Aim of the exercise:
Please pull out each line in the entries below that contains the word "window". Case matters.

-- Start of Data listing --

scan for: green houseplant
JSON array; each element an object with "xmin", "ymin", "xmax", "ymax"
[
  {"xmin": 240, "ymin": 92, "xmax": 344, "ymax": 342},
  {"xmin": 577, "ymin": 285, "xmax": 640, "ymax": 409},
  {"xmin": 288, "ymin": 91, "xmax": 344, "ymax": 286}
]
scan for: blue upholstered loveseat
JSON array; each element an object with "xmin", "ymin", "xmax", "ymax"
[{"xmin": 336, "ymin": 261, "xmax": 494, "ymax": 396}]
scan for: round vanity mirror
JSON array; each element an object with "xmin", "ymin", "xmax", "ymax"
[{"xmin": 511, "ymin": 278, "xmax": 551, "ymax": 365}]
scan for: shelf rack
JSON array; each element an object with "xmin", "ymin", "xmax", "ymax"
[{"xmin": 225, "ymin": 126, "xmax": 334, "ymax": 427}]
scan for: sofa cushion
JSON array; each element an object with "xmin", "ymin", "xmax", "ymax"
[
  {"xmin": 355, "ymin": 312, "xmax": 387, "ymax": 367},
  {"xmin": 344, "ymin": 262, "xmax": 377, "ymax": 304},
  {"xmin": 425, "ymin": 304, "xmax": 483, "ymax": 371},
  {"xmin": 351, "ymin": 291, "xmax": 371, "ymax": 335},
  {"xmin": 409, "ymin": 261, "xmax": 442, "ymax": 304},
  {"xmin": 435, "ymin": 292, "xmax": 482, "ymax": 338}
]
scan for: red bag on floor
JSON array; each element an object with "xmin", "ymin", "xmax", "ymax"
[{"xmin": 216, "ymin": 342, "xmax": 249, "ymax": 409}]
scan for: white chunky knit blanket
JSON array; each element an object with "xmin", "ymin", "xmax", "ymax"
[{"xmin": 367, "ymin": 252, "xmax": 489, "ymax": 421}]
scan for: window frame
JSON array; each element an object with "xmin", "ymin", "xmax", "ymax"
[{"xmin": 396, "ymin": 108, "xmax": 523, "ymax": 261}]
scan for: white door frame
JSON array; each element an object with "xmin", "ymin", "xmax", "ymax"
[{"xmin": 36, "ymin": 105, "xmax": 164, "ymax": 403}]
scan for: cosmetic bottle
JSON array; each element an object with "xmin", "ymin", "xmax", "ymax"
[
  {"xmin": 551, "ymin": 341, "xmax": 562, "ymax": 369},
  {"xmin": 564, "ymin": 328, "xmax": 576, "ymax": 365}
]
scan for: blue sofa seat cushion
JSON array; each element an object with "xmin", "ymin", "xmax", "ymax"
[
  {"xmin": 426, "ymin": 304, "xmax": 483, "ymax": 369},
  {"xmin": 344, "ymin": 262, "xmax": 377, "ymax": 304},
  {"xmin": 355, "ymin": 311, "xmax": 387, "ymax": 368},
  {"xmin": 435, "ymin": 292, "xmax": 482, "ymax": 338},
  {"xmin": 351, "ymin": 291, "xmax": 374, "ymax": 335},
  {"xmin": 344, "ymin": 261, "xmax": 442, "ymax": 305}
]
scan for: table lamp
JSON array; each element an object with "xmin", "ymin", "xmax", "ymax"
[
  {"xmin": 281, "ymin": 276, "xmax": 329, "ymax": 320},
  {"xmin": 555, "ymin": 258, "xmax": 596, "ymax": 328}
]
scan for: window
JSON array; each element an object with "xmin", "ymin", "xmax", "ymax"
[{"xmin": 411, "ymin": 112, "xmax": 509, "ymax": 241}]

-- End of Data listing --

Result for this task:
scan for: window frame
scan for: window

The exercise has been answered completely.